# start of Data supplied
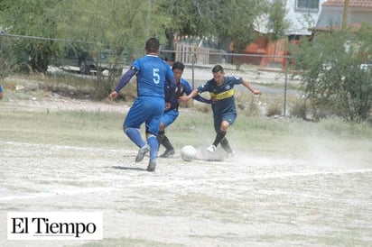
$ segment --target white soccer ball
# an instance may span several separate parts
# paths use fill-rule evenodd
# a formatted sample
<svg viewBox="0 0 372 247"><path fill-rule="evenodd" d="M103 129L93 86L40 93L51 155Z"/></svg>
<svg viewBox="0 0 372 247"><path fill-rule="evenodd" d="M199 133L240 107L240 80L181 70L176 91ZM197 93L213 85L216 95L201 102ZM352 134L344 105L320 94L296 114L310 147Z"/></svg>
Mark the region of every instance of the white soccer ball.
<svg viewBox="0 0 372 247"><path fill-rule="evenodd" d="M181 158L185 161L191 161L196 158L196 149L191 145L183 146L181 149Z"/></svg>

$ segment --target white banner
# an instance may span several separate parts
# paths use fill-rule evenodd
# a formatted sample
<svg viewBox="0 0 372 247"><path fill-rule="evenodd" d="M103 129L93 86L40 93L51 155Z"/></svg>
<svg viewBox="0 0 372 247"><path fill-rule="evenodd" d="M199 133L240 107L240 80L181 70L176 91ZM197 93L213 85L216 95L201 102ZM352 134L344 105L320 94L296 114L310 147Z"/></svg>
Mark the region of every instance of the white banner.
<svg viewBox="0 0 372 247"><path fill-rule="evenodd" d="M8 240L102 240L100 212L8 212Z"/></svg>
# end of Data supplied
Written exercise: Please show every line from the rows above that contains the word "ball". Matching is case-sensitive.

Task answer:
$ segment --target white soccer ball
Mark the region of every instance of the white soccer ball.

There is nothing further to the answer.